### Task statement
Return every line of the listing exactly as written.

*** Provided data Section Begins ***

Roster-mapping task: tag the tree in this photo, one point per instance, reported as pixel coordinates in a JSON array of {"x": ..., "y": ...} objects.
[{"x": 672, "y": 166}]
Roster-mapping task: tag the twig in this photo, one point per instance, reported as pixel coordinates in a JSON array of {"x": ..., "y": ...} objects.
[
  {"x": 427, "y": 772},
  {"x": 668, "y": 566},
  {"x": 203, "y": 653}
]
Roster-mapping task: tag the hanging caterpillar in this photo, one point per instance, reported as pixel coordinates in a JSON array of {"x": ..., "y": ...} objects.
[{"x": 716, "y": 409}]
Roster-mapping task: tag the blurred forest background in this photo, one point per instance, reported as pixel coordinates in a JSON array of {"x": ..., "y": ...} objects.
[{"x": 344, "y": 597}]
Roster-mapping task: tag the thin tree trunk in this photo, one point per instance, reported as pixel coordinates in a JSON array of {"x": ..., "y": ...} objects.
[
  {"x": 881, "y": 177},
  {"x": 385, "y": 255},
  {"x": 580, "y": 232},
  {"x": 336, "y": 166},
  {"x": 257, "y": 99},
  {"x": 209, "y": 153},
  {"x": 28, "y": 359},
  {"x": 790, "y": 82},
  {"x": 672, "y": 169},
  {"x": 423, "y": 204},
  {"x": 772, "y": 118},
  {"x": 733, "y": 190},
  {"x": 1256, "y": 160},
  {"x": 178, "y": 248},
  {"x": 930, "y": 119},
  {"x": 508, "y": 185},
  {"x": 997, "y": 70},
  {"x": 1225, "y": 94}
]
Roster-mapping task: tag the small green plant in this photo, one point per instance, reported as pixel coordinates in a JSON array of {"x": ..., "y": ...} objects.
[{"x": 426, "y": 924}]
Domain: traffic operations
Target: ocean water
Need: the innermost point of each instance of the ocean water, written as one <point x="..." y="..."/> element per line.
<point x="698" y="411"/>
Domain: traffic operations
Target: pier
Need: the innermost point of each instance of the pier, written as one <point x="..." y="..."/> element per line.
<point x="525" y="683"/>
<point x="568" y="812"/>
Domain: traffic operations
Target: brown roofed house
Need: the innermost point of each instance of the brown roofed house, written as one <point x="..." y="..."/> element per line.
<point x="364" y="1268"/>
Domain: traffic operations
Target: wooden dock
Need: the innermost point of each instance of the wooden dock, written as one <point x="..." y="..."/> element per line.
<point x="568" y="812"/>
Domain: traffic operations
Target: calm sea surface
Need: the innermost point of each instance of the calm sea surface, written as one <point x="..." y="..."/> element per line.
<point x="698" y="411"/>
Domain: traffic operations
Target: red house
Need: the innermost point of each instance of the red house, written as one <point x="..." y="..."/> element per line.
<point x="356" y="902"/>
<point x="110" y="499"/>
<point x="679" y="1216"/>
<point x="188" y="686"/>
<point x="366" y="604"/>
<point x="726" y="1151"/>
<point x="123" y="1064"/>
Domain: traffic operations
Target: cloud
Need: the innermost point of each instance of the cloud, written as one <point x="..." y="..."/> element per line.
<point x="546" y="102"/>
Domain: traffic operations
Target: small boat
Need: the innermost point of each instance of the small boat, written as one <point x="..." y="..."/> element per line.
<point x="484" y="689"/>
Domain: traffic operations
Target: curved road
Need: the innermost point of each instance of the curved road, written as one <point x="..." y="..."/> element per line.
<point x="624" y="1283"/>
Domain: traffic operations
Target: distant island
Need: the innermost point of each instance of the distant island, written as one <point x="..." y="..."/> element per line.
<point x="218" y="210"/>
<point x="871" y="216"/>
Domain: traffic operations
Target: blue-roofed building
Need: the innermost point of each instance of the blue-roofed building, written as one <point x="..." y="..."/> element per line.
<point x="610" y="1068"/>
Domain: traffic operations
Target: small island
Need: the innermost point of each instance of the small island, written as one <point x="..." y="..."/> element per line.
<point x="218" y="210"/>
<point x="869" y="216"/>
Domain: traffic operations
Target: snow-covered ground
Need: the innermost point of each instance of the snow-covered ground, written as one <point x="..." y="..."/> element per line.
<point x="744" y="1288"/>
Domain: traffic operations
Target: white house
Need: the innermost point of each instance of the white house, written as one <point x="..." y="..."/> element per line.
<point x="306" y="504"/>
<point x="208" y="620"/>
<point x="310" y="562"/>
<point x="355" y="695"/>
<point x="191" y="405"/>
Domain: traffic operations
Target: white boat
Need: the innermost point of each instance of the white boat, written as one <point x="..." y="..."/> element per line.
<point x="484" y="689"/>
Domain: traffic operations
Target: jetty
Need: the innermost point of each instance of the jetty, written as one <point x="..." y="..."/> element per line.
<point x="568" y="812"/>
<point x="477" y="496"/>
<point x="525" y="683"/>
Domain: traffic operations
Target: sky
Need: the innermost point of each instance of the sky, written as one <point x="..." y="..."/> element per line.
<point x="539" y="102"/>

*** Provided data Section Ends ***

### Task result
Roster-mapping task: tag the tree in this photo, one point per instance, reported as pixel coordinates in a JSON array of {"x": ..., "y": ...} objects.
[{"x": 672, "y": 166}]
Roster-mapping task: tag the twig in this photo, one point per instance, reported as pixel coordinates in a JSON array of {"x": ..., "y": ...} objects.
[
  {"x": 427, "y": 772},
  {"x": 668, "y": 566},
  {"x": 203, "y": 653}
]
Roster-mapping task: tag the hanging caterpillar in this photo, one point per instance, reported as pixel coordinates in a JSON array of {"x": ..., "y": ...} objects.
[{"x": 716, "y": 409}]
Roster-mapping task: tag the blurred forest background in this photo, one point per instance, reported as pixel coordinates in a JSON array of {"x": ..., "y": ...} objects.
[{"x": 344, "y": 597}]
Roster-mapping task: tag the thin tree trunk in this photo, one point per instance, reported as pixel coordinates in a JSON array of {"x": ..., "y": ...} objects.
[
  {"x": 881, "y": 177},
  {"x": 385, "y": 255},
  {"x": 580, "y": 232},
  {"x": 336, "y": 166},
  {"x": 257, "y": 99},
  {"x": 209, "y": 153},
  {"x": 28, "y": 359},
  {"x": 790, "y": 82},
  {"x": 672, "y": 169},
  {"x": 423, "y": 204},
  {"x": 772, "y": 118},
  {"x": 733, "y": 190},
  {"x": 1256, "y": 160},
  {"x": 178, "y": 248},
  {"x": 930, "y": 119},
  {"x": 508, "y": 185},
  {"x": 997, "y": 70},
  {"x": 1225, "y": 94}
]
Roster-mapping task: tag the small green plant in this photo, one point per instance, reported as pixel coordinates in a JSON array of {"x": ..., "y": ...} objects.
[{"x": 426, "y": 924}]
Domain: traffic operations
Target: ocean water
Need: the innermost point of each instance of the ocean water, written as one <point x="..." y="..."/> element per line.
<point x="698" y="411"/>
Domain: traffic operations
Target: pier
Need: the innermost point of each instance of the pier, written as one <point x="..." y="..."/> element per line.
<point x="525" y="683"/>
<point x="568" y="812"/>
Domain: traffic operations
Target: brown roofed house
Need: the innermost point of each instance of the brown roofed house, written as one <point x="..." y="..."/> element per line.
<point x="364" y="1268"/>
Domain: traffic operations
Target: wooden dock
Need: the innermost point of each instance of the wooden dock, written as one <point x="..." y="..."/> element per line.
<point x="568" y="812"/>
Domain: traffic operations
Target: calm sea surface
Need: the innermost point of each instance of the calm sea surface, written as one <point x="..." y="..."/> element per line.
<point x="698" y="411"/>
Domain: traffic operations
Target: red house
Need: the innermost point of each instance of the red house, written as one <point x="..." y="..."/> element per line.
<point x="356" y="902"/>
<point x="110" y="499"/>
<point x="679" y="1216"/>
<point x="188" y="686"/>
<point x="366" y="604"/>
<point x="726" y="1151"/>
<point x="123" y="1064"/>
Domain: traffic operations
Target: cloud
Need: the innermost point of each instance of the cloud, written as one <point x="..." y="..."/> element per line.
<point x="546" y="102"/>
Domain: traffic operations
Target: small boat
Need: the innermost point of each instance of the small boat, written as one <point x="..." y="..."/> element per line.
<point x="484" y="689"/>
Domain: traffic operations
Target: curved road
Need: the innermost point of each instance of the curved road, written as one <point x="..." y="..."/> element per line.
<point x="624" y="1283"/>
Domain: traffic operations
Target: distant island
Need: the innermost point of each instance of the distant island, written as one <point x="..." y="..."/> element per line.
<point x="218" y="210"/>
<point x="871" y="216"/>
Domain: traffic operations
Target: blue-roofed building
Need: the innermost point of each instance of the blue-roofed building, written as one <point x="..." y="..."/> element per line.
<point x="610" y="1068"/>
Domain: traffic operations
Target: small island
Need: the innermost point of each instance of the small island, written as one <point x="..." y="..."/> element per line.
<point x="218" y="210"/>
<point x="869" y="216"/>
Domain: traffic operations
Target: snow-covered ground
Need: the innermost point of each instance of the snow-covered ground, written as one <point x="..." y="..."/> element per line.
<point x="744" y="1288"/>
Domain: traffic operations
Target: white house
Need: the innermost point of each instance of the white house, written as one <point x="..." y="..."/> element per line.
<point x="306" y="504"/>
<point x="208" y="620"/>
<point x="310" y="562"/>
<point x="355" y="695"/>
<point x="191" y="405"/>
Domain: traffic operations
Target: white boat
Need: the innermost point of each instance of the white boat, written as one <point x="..." y="..."/> element per line.
<point x="484" y="689"/>
Domain: traffic operations
Target: jetty
Need: the innermost point of each instance of the jetty, written as one <point x="..." y="..."/> element per line.
<point x="568" y="812"/>
<point x="477" y="496"/>
<point x="525" y="683"/>
Domain: traffic operations
Target: sky
Need: the innermost point of each instance of the sky, written as one <point x="..." y="..."/> element per line.
<point x="539" y="102"/>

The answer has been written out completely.